*EXERCISE*:
State the number of lines in these records that include the word "concrete", and add nothing to it.

*DATA IN THIS EXERCISE*:
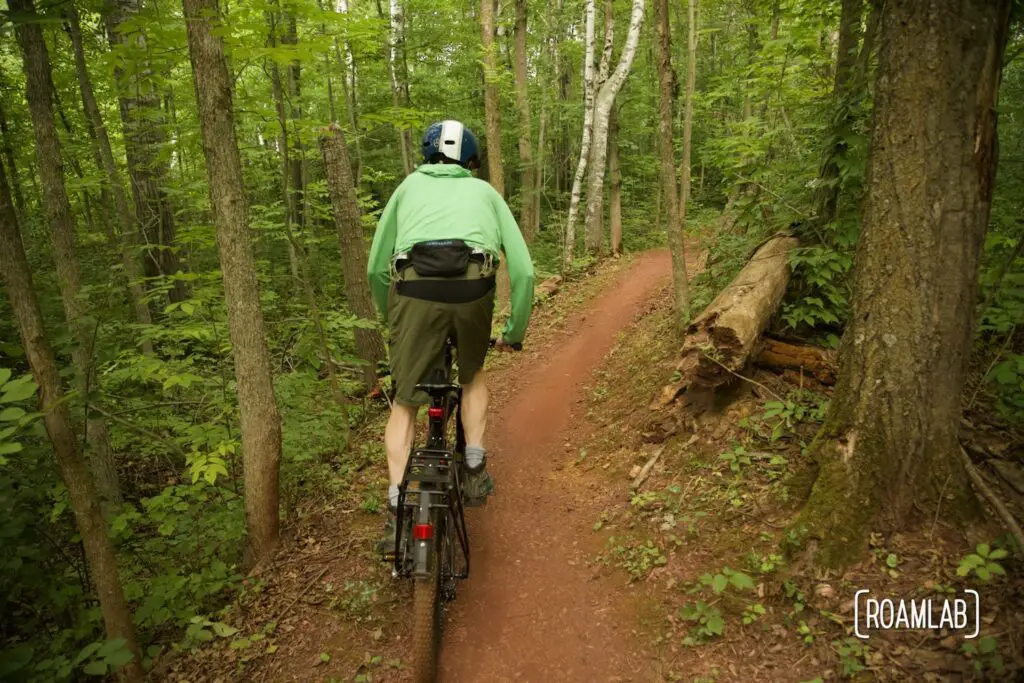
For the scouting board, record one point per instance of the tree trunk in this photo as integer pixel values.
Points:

...

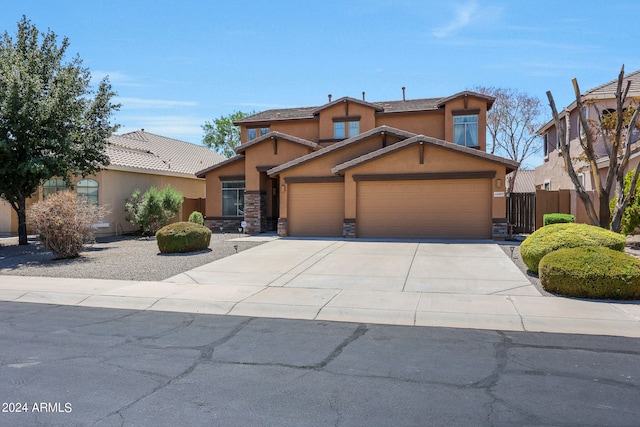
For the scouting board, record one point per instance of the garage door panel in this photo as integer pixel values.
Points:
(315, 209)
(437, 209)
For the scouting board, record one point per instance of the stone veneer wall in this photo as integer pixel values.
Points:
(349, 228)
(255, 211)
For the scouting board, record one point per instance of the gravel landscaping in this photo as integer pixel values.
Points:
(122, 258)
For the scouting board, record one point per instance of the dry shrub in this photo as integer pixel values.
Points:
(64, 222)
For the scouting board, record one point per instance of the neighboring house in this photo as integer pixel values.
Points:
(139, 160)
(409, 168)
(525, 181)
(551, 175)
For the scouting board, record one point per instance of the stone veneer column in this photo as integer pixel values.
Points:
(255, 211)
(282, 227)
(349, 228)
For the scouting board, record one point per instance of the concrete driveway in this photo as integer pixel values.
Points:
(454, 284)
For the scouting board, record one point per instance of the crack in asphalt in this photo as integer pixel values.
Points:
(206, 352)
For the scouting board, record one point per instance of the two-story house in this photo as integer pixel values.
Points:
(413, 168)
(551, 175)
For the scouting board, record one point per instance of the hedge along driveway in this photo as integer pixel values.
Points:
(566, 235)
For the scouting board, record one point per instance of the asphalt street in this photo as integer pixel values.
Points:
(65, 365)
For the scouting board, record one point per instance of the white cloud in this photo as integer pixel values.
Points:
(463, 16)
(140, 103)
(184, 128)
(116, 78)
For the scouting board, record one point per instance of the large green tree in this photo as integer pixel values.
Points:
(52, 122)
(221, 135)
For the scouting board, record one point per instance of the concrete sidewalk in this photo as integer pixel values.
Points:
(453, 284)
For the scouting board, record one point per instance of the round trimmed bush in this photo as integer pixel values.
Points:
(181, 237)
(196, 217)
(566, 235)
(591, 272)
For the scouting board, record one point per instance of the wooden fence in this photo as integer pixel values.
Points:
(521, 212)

...

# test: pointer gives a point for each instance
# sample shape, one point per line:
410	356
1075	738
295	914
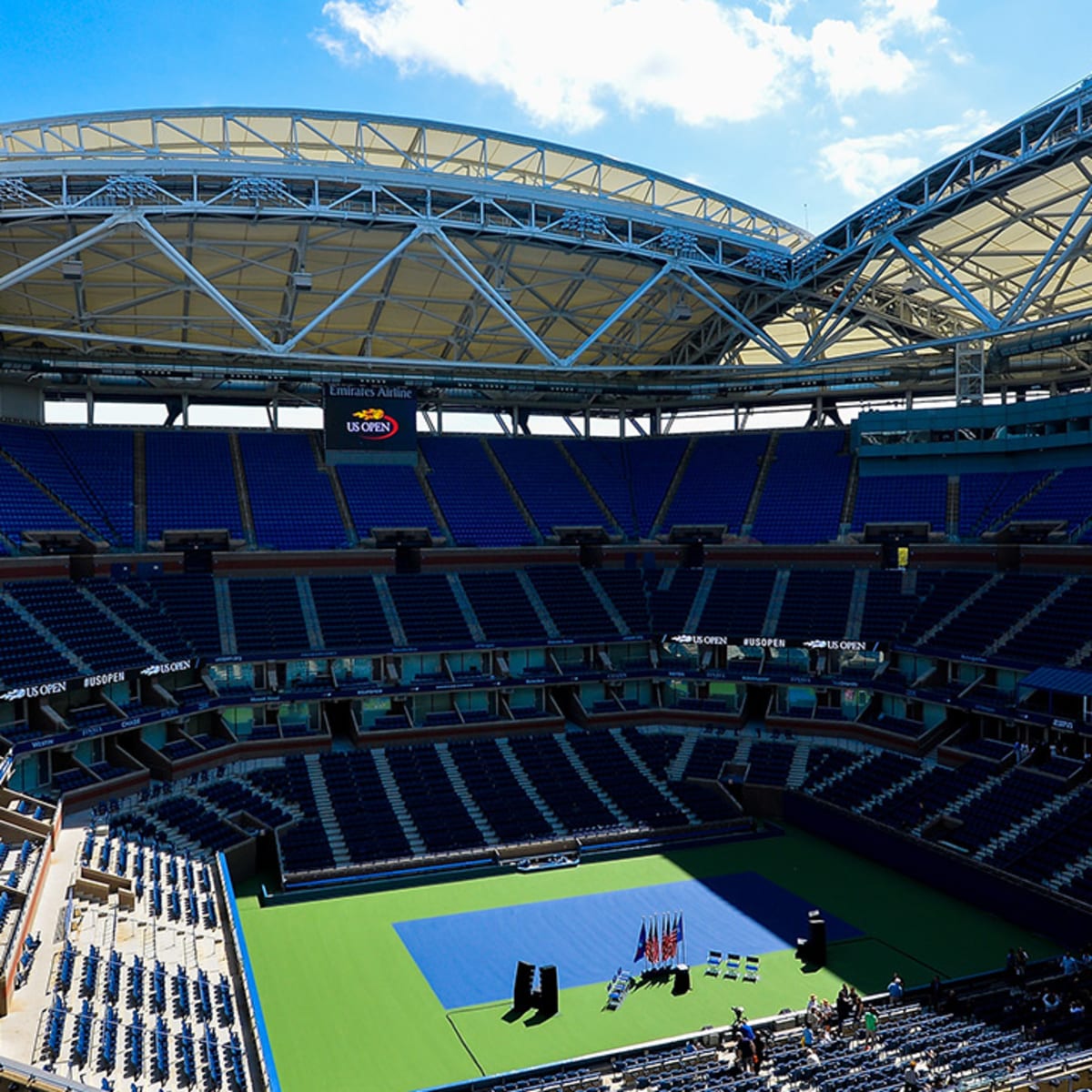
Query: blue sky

*OUTPUT BELOW*:
2